Task description: Copy the stretch of the listing below from the line containing "query (the noun phrase to segment): red" through the line containing "MULTIPOLYGON (((88 131, 81", changing "red ribbon" to "satin ribbon" and keeping everything else the same.

____________________

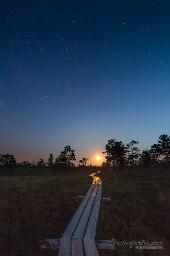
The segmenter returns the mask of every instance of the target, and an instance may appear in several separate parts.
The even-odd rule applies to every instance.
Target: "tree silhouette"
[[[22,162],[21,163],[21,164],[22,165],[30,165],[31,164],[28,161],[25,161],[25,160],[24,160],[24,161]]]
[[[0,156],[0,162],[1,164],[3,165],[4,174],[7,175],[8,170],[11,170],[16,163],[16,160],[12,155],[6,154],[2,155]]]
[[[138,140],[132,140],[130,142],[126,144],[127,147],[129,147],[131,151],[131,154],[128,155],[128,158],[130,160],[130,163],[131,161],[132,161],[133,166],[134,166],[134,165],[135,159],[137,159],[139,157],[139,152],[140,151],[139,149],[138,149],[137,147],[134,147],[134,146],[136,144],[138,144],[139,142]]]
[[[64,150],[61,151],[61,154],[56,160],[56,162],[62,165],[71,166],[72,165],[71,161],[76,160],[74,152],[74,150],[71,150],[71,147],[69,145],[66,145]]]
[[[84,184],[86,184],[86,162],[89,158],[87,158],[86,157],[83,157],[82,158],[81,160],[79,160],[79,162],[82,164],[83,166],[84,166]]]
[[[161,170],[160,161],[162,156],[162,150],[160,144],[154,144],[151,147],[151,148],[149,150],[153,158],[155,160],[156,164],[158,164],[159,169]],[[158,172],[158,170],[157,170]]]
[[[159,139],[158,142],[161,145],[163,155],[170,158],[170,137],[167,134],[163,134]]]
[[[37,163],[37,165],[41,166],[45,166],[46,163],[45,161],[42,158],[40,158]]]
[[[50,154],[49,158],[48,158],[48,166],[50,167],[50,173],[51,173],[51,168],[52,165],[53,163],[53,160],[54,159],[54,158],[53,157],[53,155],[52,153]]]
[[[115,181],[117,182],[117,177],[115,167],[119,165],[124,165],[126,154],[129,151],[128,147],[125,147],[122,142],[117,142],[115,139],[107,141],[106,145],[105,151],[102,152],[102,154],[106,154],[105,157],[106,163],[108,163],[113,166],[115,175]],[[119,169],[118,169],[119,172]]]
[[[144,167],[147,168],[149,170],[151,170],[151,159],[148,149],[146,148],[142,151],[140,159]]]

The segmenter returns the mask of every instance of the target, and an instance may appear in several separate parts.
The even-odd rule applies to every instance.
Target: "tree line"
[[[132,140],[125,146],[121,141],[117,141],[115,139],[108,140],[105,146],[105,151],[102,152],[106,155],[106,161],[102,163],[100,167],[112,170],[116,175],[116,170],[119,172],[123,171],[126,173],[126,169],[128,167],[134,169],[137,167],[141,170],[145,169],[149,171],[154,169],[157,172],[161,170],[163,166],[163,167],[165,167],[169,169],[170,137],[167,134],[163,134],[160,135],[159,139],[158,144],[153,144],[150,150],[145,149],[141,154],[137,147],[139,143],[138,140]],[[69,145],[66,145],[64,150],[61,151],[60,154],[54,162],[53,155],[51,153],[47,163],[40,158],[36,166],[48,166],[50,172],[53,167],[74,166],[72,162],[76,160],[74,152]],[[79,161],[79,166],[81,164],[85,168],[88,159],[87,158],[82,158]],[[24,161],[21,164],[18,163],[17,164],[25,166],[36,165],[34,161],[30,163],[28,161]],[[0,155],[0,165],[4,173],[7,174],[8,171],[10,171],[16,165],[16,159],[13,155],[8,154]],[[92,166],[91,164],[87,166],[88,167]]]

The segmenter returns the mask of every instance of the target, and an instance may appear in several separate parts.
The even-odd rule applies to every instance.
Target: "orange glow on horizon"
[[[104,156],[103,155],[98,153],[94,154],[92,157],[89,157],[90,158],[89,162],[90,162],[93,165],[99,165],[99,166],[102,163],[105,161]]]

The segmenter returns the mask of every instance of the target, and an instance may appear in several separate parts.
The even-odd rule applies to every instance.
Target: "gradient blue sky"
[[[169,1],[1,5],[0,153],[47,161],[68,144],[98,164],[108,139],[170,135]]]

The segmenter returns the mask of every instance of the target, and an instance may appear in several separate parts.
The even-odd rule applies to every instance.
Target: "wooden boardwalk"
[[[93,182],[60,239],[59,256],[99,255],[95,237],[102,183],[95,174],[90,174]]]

____________________

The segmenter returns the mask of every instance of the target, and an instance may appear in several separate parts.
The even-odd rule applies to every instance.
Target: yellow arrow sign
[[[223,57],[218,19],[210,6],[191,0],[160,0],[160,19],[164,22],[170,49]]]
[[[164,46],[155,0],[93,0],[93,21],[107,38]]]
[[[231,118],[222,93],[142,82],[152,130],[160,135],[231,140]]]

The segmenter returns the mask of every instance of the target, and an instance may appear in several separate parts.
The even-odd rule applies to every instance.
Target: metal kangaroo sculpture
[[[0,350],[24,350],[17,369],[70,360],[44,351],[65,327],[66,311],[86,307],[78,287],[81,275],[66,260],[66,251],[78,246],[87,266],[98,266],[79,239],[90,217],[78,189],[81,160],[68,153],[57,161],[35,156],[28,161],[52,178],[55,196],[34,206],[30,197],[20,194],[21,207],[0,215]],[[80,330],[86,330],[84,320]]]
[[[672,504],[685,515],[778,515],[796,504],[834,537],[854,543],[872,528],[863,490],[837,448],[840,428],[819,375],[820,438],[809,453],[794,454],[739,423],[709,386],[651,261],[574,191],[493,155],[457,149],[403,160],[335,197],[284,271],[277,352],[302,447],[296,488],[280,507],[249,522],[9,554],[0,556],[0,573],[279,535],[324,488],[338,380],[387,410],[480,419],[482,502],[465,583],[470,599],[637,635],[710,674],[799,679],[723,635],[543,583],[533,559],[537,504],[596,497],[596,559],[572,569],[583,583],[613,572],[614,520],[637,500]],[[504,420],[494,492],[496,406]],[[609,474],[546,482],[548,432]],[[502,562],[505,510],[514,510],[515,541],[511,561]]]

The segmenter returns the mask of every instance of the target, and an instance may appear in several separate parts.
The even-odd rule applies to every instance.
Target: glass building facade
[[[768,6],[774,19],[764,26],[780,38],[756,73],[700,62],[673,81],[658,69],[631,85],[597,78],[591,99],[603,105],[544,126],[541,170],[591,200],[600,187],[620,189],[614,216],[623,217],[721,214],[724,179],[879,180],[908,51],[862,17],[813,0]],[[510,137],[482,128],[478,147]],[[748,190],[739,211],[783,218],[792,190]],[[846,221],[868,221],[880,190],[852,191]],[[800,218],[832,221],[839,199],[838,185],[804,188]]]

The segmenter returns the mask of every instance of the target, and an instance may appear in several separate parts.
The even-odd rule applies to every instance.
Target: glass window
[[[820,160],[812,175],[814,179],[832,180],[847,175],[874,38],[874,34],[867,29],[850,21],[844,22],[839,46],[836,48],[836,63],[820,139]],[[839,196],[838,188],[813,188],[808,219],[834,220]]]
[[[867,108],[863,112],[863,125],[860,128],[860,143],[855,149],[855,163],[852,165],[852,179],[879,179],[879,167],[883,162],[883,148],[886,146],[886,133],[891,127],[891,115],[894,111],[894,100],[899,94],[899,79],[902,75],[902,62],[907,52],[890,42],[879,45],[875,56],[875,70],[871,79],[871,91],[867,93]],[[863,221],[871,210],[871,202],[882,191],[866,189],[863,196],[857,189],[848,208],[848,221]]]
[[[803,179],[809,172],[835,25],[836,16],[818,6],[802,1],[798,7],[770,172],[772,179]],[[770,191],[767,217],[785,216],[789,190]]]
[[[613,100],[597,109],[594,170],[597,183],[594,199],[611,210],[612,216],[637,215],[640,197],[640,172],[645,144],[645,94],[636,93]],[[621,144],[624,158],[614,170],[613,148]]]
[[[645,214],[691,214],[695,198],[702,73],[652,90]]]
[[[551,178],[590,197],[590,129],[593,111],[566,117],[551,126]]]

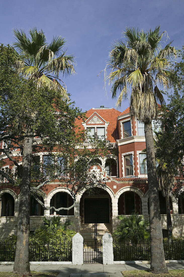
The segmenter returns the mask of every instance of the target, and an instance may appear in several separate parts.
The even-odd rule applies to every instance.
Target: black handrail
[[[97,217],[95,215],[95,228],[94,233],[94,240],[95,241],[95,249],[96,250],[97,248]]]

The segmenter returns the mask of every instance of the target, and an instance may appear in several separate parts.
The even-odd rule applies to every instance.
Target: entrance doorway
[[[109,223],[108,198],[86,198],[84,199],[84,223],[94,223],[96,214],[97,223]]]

____________________

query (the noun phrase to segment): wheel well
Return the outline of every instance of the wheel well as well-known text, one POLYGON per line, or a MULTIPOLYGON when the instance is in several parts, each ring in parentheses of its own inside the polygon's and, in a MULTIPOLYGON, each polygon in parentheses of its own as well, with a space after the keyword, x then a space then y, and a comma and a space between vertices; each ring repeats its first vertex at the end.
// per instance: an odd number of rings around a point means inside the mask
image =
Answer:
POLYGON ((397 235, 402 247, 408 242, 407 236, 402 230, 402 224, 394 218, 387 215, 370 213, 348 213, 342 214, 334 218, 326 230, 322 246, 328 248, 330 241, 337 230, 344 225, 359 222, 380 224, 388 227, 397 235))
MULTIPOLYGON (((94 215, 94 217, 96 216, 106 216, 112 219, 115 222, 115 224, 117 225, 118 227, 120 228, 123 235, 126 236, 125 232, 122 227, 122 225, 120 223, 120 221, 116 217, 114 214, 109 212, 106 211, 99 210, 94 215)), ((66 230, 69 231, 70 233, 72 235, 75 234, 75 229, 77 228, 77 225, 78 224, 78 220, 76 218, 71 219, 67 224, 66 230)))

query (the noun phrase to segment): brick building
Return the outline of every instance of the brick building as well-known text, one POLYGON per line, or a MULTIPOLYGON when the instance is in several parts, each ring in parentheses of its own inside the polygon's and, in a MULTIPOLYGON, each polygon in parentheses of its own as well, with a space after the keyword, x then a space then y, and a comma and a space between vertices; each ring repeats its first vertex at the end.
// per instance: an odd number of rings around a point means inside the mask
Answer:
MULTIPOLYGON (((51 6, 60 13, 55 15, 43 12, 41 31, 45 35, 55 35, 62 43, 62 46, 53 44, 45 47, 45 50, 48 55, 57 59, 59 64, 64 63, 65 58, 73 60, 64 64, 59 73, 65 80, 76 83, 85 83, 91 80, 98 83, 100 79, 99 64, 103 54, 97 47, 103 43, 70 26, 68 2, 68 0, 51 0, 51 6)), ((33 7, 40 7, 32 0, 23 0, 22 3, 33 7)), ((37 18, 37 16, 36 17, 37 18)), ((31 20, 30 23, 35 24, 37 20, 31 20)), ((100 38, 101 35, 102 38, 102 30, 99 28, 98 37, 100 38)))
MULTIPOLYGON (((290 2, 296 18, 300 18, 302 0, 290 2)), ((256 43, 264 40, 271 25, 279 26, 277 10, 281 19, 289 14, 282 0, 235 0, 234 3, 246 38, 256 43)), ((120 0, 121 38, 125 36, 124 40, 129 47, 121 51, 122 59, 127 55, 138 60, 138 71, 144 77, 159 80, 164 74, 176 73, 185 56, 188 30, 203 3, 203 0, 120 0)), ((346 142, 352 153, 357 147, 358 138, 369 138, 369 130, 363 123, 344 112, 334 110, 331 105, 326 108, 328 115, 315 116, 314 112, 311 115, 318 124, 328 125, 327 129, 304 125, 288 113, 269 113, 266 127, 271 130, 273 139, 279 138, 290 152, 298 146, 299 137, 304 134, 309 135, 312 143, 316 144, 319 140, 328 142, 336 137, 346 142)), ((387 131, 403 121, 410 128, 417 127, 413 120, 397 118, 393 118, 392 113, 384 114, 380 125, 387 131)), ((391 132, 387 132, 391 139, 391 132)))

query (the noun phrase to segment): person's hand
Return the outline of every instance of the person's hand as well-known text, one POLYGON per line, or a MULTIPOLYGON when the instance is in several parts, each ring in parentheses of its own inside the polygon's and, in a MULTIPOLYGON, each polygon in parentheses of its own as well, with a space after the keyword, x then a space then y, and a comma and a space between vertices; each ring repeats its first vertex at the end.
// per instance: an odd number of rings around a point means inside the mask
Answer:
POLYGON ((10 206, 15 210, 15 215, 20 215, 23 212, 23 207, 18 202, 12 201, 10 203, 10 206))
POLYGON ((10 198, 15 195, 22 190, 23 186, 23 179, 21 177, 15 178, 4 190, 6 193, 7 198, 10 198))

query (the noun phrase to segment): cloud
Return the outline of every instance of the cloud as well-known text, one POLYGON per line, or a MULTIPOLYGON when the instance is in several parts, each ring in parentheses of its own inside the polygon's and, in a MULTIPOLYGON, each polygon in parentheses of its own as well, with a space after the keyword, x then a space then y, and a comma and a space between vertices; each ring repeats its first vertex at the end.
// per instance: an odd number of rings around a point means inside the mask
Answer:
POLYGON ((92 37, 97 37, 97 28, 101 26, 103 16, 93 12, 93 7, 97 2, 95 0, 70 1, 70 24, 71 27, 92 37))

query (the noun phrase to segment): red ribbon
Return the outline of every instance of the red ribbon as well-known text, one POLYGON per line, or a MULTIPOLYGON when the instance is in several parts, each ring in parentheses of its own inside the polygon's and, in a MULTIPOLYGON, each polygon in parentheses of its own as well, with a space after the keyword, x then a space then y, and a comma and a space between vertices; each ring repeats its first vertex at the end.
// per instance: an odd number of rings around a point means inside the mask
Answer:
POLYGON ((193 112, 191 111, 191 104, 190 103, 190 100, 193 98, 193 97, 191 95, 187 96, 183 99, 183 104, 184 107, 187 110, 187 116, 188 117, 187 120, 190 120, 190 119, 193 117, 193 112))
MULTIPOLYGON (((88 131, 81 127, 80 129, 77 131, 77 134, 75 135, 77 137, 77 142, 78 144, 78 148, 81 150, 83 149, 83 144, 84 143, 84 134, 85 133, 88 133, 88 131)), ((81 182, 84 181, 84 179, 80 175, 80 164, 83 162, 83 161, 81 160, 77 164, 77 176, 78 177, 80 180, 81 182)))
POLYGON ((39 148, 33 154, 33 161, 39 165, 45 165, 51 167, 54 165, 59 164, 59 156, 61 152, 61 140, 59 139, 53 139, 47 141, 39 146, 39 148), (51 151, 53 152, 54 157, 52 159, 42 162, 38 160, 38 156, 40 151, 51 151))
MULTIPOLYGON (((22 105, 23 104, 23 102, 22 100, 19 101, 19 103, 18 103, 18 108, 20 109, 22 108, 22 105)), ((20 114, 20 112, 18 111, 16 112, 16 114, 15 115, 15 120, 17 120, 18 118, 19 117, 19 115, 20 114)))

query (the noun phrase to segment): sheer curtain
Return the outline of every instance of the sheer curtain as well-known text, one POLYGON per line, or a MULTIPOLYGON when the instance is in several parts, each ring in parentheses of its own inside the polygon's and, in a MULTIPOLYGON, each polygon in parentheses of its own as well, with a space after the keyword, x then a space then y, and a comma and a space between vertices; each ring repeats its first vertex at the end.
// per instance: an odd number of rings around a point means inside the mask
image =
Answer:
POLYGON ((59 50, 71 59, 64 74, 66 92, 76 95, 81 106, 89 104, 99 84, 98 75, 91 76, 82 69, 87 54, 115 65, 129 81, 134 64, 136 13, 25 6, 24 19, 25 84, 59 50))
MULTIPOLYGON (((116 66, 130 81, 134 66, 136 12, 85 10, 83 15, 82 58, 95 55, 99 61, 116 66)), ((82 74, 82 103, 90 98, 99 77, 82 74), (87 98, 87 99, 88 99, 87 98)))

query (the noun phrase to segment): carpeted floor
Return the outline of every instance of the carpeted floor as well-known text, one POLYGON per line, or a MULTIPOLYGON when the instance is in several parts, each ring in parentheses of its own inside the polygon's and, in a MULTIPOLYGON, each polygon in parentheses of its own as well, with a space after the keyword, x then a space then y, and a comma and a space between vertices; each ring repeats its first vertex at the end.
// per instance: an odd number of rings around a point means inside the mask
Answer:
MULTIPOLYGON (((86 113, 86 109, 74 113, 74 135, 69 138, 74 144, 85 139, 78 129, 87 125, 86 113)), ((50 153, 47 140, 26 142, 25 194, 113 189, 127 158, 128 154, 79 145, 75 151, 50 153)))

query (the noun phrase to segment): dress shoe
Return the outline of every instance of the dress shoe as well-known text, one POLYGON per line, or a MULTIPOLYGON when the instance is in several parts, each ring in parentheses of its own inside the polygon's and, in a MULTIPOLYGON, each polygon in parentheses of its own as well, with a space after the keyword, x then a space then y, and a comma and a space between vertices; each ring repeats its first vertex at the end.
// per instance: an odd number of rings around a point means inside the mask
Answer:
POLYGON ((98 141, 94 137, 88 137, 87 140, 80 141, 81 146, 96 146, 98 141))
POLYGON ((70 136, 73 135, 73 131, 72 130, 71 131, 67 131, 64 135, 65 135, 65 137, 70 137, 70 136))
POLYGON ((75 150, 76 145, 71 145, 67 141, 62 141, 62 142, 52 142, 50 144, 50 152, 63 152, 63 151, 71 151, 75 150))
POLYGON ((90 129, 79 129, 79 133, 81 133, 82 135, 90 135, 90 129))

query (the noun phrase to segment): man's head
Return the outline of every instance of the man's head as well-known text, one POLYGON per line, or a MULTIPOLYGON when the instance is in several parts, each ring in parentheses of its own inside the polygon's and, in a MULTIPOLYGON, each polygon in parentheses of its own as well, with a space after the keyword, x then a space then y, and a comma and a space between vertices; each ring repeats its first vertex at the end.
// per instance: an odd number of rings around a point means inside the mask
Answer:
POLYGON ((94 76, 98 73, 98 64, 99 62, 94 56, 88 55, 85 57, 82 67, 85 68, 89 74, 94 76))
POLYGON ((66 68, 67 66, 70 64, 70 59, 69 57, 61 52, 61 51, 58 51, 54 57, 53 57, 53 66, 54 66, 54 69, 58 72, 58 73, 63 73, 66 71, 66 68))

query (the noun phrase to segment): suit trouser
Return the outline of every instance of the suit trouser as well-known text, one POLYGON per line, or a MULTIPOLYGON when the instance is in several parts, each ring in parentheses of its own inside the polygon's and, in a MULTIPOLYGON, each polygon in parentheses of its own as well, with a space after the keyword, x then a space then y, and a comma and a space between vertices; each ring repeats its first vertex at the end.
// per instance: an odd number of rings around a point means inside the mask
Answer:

____________________

Full response:
query (the noun phrase to segment): satin ribbon
Return the outline of every instance of the satin ribbon as well-known text, one POLYGON per line, or a MULTIPOLYGON when the instance is in several parts, each ring in parentheses of its own inside the polygon's and, in a MULTIPOLYGON, each polygon in parentheses of its own as well, with a space after the keyword, x then a space then y, and a comma and a space between vertices; each ring repeats its first vertex at the end.
// per instance: an odd number of rings around a point means inside the mask
Answer:
POLYGON ((193 112, 191 111, 191 104, 190 103, 190 100, 193 98, 193 97, 191 95, 187 96, 183 99, 183 104, 184 107, 187 110, 187 116, 188 117, 187 120, 190 120, 190 119, 193 117, 193 112))
MULTIPOLYGON (((88 131, 81 127, 80 129, 77 131, 77 134, 75 135, 77 137, 77 142, 78 144, 78 148, 81 150, 83 149, 83 144, 84 143, 84 134, 85 133, 88 133, 88 131)), ((81 182, 84 181, 84 179, 80 175, 80 164, 83 162, 83 161, 81 160, 77 164, 77 176, 78 177, 80 180, 81 182)))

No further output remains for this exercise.